Excerpted records
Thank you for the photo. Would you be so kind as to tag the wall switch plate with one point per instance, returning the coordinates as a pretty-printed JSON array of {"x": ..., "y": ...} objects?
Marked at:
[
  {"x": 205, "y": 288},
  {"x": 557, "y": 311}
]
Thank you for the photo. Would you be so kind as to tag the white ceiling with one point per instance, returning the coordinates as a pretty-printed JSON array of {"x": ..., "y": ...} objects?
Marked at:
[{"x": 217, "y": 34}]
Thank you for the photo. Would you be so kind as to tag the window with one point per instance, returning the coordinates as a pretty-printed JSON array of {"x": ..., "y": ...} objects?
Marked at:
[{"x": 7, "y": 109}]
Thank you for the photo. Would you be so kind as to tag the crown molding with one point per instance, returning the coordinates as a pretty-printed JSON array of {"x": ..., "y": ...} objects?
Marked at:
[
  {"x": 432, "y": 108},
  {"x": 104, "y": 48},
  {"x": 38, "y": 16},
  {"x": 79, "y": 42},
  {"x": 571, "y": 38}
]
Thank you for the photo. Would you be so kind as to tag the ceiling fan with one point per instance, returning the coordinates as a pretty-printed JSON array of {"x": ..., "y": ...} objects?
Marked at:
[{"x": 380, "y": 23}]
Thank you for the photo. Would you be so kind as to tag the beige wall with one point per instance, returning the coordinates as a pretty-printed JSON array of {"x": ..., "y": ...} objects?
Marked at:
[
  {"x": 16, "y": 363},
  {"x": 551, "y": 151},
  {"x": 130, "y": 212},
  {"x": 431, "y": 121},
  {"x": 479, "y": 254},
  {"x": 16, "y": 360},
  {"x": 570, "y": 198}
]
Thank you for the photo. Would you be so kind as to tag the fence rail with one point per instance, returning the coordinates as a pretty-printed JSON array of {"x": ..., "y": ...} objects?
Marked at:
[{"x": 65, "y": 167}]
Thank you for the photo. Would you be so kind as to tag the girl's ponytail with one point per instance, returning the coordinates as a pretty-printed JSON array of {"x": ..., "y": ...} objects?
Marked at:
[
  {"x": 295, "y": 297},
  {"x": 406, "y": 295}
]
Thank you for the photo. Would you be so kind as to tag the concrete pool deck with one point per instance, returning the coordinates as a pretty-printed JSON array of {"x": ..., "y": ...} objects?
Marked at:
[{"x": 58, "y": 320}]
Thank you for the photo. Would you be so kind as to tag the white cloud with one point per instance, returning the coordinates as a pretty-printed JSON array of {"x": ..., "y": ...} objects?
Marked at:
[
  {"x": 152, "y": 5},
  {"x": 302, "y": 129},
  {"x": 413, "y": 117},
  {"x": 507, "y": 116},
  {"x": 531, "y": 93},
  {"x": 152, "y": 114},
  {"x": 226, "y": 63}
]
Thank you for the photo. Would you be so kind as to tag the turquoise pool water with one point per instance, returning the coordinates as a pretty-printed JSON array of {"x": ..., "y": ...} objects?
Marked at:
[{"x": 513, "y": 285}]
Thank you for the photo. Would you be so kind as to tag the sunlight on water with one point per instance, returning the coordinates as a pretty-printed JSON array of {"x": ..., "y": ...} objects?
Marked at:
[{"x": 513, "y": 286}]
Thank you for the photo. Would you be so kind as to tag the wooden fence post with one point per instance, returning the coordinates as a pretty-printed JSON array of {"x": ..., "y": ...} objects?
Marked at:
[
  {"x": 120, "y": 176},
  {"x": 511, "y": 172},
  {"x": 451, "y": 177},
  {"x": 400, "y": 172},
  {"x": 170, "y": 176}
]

Request
Your task is to give the records above again, exactly.

Exercise response
Thank you for the photo. Would you be so kind as to tag the wall switch plate with one point per instance, returning the coordinates as a pretty-printed JSON array of {"x": ..., "y": ...} objects?
Marked at:
[
  {"x": 205, "y": 288},
  {"x": 557, "y": 311}
]
Thank you for the photo. Would you be so kind as to tag the white ceiling with one point per instance, returning the coordinates as a pretty-printed JSON array of {"x": ..., "y": ...} objects?
Marked at:
[{"x": 217, "y": 34}]
Thank you for the photo. Would you be so kind as to tag the window with one point per instance, returning the coordinates as a pretty-printed JSON array of {"x": ..., "y": ...} objects?
Marked at:
[{"x": 7, "y": 109}]
Thank you for the photo. Would you be so kind as to tag the crown molding with one point per instance, returning the coordinates as a pretty-printed JSON array of {"x": ..., "y": ...} objects?
Marked at:
[
  {"x": 432, "y": 108},
  {"x": 104, "y": 48},
  {"x": 38, "y": 16},
  {"x": 79, "y": 42},
  {"x": 571, "y": 38}
]
Thank you for the photo. Would you be so kind as to tag the ceiling fan with one point per instance, returning the coordinates as a pretty-printed JSON array of {"x": ..., "y": ...} objects?
Marked at:
[{"x": 380, "y": 23}]
Thank you for the photo. Would you be so kind as to tag the beige wall with one point per instance, returning the coordinates as a pretty-printed JSON array of {"x": ..., "y": ...} objects?
Marked at:
[
  {"x": 16, "y": 363},
  {"x": 551, "y": 151},
  {"x": 130, "y": 212},
  {"x": 431, "y": 121},
  {"x": 479, "y": 254},
  {"x": 16, "y": 360},
  {"x": 570, "y": 198}
]
Thank you for the photo. Would you be so kind as to tag the fence rail with one point per instance, returning the coordinates as a pretty-printed JSON array of {"x": ..., "y": ...} objects?
Marked at:
[{"x": 65, "y": 167}]
Thank you for the photo. Would you be so kind as to tag the girl's ponytail with one point per instance, returning the coordinates as a pretty-printed JSON array of {"x": ..., "y": ...} objects?
Marked at:
[
  {"x": 295, "y": 297},
  {"x": 406, "y": 295}
]
Thank you for the photo. Would you be so kind as to tag the concrete pool deck with one point per instance, returning the coordinates as a pretty-printed JSON array of {"x": ..., "y": ...} objects?
Marked at:
[{"x": 58, "y": 320}]
Thank you for the photo. Would you be so kind as to tag the white cloud with one point per instance, returning the coordinates as a pretty-printed JSON array of {"x": ..., "y": ...} objects?
Marked at:
[
  {"x": 152, "y": 5},
  {"x": 302, "y": 129},
  {"x": 413, "y": 117},
  {"x": 507, "y": 116},
  {"x": 531, "y": 93},
  {"x": 152, "y": 114},
  {"x": 226, "y": 63}
]
Thank you for the photo. Would you be so kind as to tag the turquoise pool water with one point per instance, returning the coordinates as a pretty-printed JSON array of {"x": ..., "y": ...} objects?
Marked at:
[{"x": 513, "y": 285}]
Thank you for the photo. Would you be so kind as to tag the sunlight on water with one point per instance, returning the coordinates as a pretty-printed JSON array of {"x": ..., "y": ...} objects?
Marked at:
[{"x": 513, "y": 286}]
Thank you for the photo. Would you be so kind as to tag the wooden fence post with one point per instance, returning the coordinates as a pretty-printed JSON array of {"x": ..., "y": ...} objects?
Marked at:
[
  {"x": 120, "y": 176},
  {"x": 511, "y": 172},
  {"x": 451, "y": 177},
  {"x": 400, "y": 172},
  {"x": 170, "y": 176}
]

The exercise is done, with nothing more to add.